- **Work request**
Transcribe the data that follows without changing a word, and omit the pictures.

Data START

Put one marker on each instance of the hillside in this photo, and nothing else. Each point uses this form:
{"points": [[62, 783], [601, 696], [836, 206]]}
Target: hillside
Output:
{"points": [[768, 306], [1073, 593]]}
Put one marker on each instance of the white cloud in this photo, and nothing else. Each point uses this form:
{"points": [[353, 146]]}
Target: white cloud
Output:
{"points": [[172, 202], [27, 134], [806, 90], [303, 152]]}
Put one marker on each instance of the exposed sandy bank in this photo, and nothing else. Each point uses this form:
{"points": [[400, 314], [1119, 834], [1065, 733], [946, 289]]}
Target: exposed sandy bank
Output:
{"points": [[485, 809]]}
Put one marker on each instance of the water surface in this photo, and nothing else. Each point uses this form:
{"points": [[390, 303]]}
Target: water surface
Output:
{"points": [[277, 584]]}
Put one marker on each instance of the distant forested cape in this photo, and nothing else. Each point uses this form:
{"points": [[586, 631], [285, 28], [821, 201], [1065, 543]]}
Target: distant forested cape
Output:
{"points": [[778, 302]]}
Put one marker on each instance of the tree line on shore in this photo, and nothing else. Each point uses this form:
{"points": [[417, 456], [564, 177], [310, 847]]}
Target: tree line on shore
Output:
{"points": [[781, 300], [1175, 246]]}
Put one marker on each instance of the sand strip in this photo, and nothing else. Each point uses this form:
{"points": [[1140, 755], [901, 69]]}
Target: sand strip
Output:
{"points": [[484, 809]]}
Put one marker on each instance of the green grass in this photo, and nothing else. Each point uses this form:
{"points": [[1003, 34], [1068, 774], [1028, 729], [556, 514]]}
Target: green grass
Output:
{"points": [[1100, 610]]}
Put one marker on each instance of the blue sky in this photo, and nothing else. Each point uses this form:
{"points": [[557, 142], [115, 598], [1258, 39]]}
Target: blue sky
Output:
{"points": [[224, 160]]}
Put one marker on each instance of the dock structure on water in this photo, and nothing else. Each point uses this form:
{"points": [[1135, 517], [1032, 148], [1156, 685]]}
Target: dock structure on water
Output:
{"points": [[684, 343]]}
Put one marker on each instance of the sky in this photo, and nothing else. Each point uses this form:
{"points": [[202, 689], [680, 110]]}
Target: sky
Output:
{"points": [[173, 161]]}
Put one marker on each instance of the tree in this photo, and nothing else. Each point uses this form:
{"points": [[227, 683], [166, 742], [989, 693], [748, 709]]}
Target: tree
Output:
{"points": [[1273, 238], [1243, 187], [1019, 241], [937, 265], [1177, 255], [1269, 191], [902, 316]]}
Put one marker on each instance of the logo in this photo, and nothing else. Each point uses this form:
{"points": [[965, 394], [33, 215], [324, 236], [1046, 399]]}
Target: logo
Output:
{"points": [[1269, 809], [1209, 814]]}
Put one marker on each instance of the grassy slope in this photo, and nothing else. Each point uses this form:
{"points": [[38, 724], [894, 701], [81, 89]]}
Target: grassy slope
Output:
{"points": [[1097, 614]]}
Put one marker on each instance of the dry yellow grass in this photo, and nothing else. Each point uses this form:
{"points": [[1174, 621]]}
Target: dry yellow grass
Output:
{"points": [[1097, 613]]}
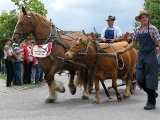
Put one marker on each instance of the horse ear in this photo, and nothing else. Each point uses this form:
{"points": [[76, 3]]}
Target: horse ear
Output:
{"points": [[24, 11]]}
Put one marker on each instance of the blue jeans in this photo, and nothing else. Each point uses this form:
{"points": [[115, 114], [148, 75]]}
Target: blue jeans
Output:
{"points": [[38, 72], [17, 72], [3, 70]]}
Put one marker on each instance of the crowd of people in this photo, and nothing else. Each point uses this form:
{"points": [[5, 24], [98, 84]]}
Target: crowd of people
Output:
{"points": [[146, 35], [19, 65]]}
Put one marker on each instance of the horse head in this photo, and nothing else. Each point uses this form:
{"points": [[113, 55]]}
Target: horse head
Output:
{"points": [[32, 23], [78, 48]]}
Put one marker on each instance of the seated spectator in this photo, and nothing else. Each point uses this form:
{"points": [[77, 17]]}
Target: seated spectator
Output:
{"points": [[8, 52]]}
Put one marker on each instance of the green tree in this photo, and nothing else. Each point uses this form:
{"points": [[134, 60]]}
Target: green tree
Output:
{"points": [[153, 7], [9, 20], [31, 5]]}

Data END

- **Completed exercise**
Put one marker on each instance of the hillside in this photo, and nothing else. Each point uses this form:
{"points": [[62, 783], [601, 696], [836, 206]]}
Target: hillside
Output:
{"points": [[768, 306], [1073, 593]]}
Put one marker on each instance of the white cloud in this photo, and nothing else. Each point uses this form:
{"points": [[353, 146]]}
Target: white cloud
Output:
{"points": [[172, 202], [27, 134], [806, 90], [303, 152]]}
Put one marker on each instance of the exposed sandy bank in this photo, and nothing else. Each point uses this form:
{"points": [[400, 314], [1119, 834], [1065, 733], [946, 289]]}
Target: exposed sandy bank
Output:
{"points": [[485, 809]]}
Put one marker on each instance of the water surface in this photo, and nothing else. Each point uses this form:
{"points": [[390, 303]]}
Target: water surface
Output:
{"points": [[277, 584]]}
Put one marker on each instance of the distant forested cape in this photo, and nothing else. Each point uses this form:
{"points": [[586, 631], [285, 28], [821, 201], [1065, 543]]}
Target: distant forested cape
Output:
{"points": [[778, 302]]}
Put one marker on each instance of the tree line on shore in this photo, and nothing else. Each point uses this form:
{"points": [[417, 456], [564, 177], [310, 847]]}
Target: tree line on shore
Output:
{"points": [[781, 300], [1175, 246]]}
Put one marker on each instance of the sand strip in this photo, and nothing else. Each point uses this form:
{"points": [[1140, 755], [901, 69]]}
Target: sand strip
Output:
{"points": [[484, 809]]}
Put one marker on each instance of the green grass in this photo, and nothing else. Each point uses this form:
{"points": [[1003, 34], [1068, 774], [1028, 729], [556, 514]]}
Target: green grass
Output:
{"points": [[1100, 610]]}
Put one marker on each instance of the blue sky in this photo, and nothing else. Each point uses this form:
{"points": [[557, 142], [115, 598], [1258, 39]]}
Target: blue sky
Output:
{"points": [[224, 160]]}
Put one marker on each instance of the dock structure on water in this photo, and nothing else. Each point uses this form:
{"points": [[1135, 517], [1032, 148], [1156, 685]]}
Target: dock structure on water
Output:
{"points": [[684, 343]]}
Put one marker on each instance of the sky in this photo, and nothing else. Each point uses this form:
{"points": [[202, 689], [680, 110]]}
Target: sky
Output:
{"points": [[173, 161]]}
Put one marker on each instance of the tree in this photo, and nothing else. Each point uses this form:
{"points": [[227, 683], [166, 742], [989, 693], [748, 709]]}
Target: tree
Output:
{"points": [[1273, 238], [1243, 187], [1019, 241], [937, 265], [1177, 255], [1269, 191], [902, 316]]}
Put one marker on each instance of the logo in this photo, and nothing else. Each point uses this form:
{"points": [[965, 394], [33, 215], [324, 236], [1046, 399]]}
Target: logo
Output:
{"points": [[1269, 809], [1209, 814]]}
Put one marker on each instance of the grassy slope in this photo, and nothing else. Each point uses this form:
{"points": [[38, 724], [894, 701], [81, 89]]}
Target: grassy slope
Output:
{"points": [[1097, 614]]}
Put one marker on each instance of the dry yellow grass in this photo, and nothing else. Each point uses this form:
{"points": [[1174, 621]]}
Target: dry yellow grass
Output:
{"points": [[1097, 613]]}
Put one marker on each instance of the horse ear in this photo, and nothing else. Each point uses this form:
{"points": [[76, 3]]}
Target: horse ear
Output:
{"points": [[24, 11]]}
Put one marker on each instance of the blue jeans in this photo, and nothing else. Each point uses this form:
{"points": [[115, 114], [148, 75]]}
Target: blue jeans
Output:
{"points": [[38, 72], [17, 72], [3, 70]]}
Put one marker on each instance of the crowd of people in this photo, and nothing else. Each point uses this form:
{"points": [[5, 24], [98, 84]]}
Target: crowd of people
Output:
{"points": [[146, 35], [19, 65]]}
Put one marker on each instance of the horse head in this photo, and nothing else. Each point uses this form:
{"points": [[113, 55]]}
Target: horse head
Output:
{"points": [[32, 23], [78, 48]]}
Put one marker on each instance of the seated spectator in this photo, and nothing else. Each point uses this form:
{"points": [[77, 17]]}
Target: seated spectator
Output:
{"points": [[8, 52]]}
Put one marker on each instance of the green tree in this photo, and nothing else. Each point uses this form:
{"points": [[134, 60]]}
Target: green tree
Output:
{"points": [[153, 7], [9, 20], [31, 5]]}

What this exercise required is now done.